-- start --

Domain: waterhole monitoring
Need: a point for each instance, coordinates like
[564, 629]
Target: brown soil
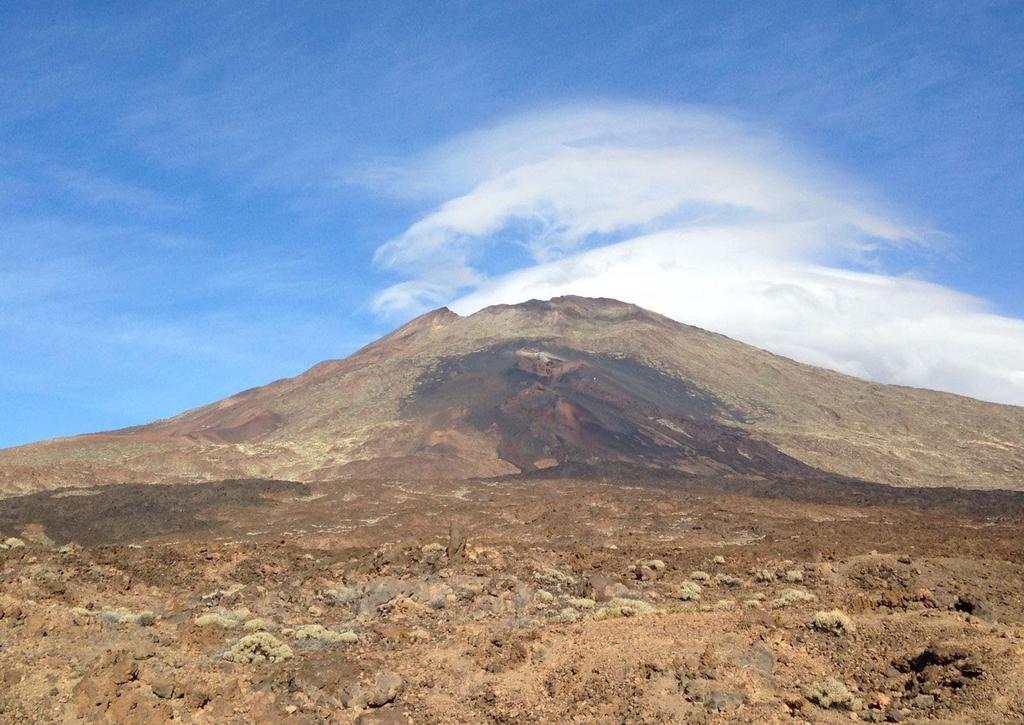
[468, 602]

-- end --

EXERCISE BRIEF: Pick out every line of the data above that contains the string "each", and copy those lines in full. Case counts.

OUTPUT FOR THIS EXERCISE:
Need: a point for each instance, coordinates like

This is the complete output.